# [KUTIPAN]
Hear U'r God

Hear U'r God
Sebuah potret atas ilham-ilham yang akan Allah berikan pada kita untuk kekuatan kita menempuh hidup di dunia ini. Dengarkan baik-baik setiap dengungan nadanya, intonasinya, dan warnanya yang membentuk suatu kesatuan petunjuk kebenarannya..

Kamis, 30 Juni 2011

Penolakan Konsep Langue Saussure oleh Kristeva

Pendahuluan
Seperti konsep makna dalam linguistik Saussure bahwa kritik makna dapat dipahami karena adanya posisi diferensial dalam struktur bahasa, dan sifat bahasa yang arbitrer; yang berarti tanda memperentasikan sesuatu berdasarkan kesepakatan dan kebiasaan penggunaan, bukan berdasarkan keharusan. Dalam konsep Saussure ini, keseimbangan antara penanda dan petanda senantiasa berada pada posisi genting. Ini berbeda dari konsep posstrukturalis, secara umum, petanda direndahkan dan penanda diposisikan dominan. Ini berarti tidak ada hubungan satu-satu antara proposisi dan realitas. Ini sesuai dengan konsep Lacan tentang ‘’selalu terpelesetnya petanda di bahwa penanda’’.

# [PETUNJUK KERJA]
1. Terjemahkan kalimat dari kutipan berikut ke dalam bahasa Inggris: "Ini berarti tidak ada hubungan satu-satu antara proposisi dan realitas."
2. Ulangi baris-baris dalam daftar di bawah, mulai dari baris yang memuat "In this exercise you will mark the white countertop" dan berhenti di akhir daftar.

# [DATA YANG DIBERIKAN]
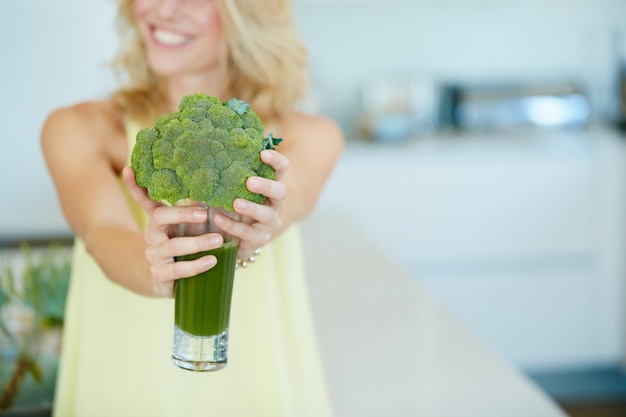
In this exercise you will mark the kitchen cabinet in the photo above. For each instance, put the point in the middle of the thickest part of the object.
(520, 235)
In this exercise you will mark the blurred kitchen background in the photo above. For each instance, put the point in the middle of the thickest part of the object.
(486, 156)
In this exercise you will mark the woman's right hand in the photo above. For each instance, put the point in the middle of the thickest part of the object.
(162, 247)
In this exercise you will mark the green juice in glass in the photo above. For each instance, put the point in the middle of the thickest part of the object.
(202, 302)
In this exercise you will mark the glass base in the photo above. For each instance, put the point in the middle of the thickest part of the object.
(200, 353)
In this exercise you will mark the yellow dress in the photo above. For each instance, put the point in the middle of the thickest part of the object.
(116, 350)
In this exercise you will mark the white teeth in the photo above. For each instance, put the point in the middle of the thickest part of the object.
(169, 38)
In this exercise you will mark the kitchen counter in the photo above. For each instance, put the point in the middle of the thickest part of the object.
(390, 349)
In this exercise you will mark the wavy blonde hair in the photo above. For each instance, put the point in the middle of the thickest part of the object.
(267, 60)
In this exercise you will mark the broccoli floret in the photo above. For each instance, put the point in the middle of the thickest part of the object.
(205, 151)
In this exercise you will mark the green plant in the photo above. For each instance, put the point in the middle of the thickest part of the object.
(40, 289)
(204, 152)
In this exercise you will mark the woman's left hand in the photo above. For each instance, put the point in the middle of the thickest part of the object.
(261, 221)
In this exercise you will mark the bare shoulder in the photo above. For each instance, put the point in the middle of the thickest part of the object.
(93, 116)
(308, 125)
(312, 130)
(86, 128)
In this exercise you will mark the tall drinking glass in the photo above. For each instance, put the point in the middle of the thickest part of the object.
(202, 302)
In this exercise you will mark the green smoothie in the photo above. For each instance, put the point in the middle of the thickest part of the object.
(202, 304)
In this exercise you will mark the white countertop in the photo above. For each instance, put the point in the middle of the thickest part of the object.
(391, 350)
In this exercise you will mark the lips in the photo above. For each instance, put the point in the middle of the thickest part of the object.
(169, 38)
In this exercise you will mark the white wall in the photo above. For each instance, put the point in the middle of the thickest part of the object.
(55, 52)
(352, 41)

# [JAWABAN]
1. This means there is no one-to-one relationship between propositions and reality.

2.
In this exercise you will mark the white countertop in the photo above. For each instance, put the point in the middle of the thickest part of the object.
(391, 350)
In this exercise you will mark the lips in the photo above. For each instance, put the point in the middle of the thickest part of the object.
(169, 38)
In this exercise you will mark the white wall in the photo above. For each instance, put the point in the middle of the thickest part of the object.
(55, 52)
(352, 41)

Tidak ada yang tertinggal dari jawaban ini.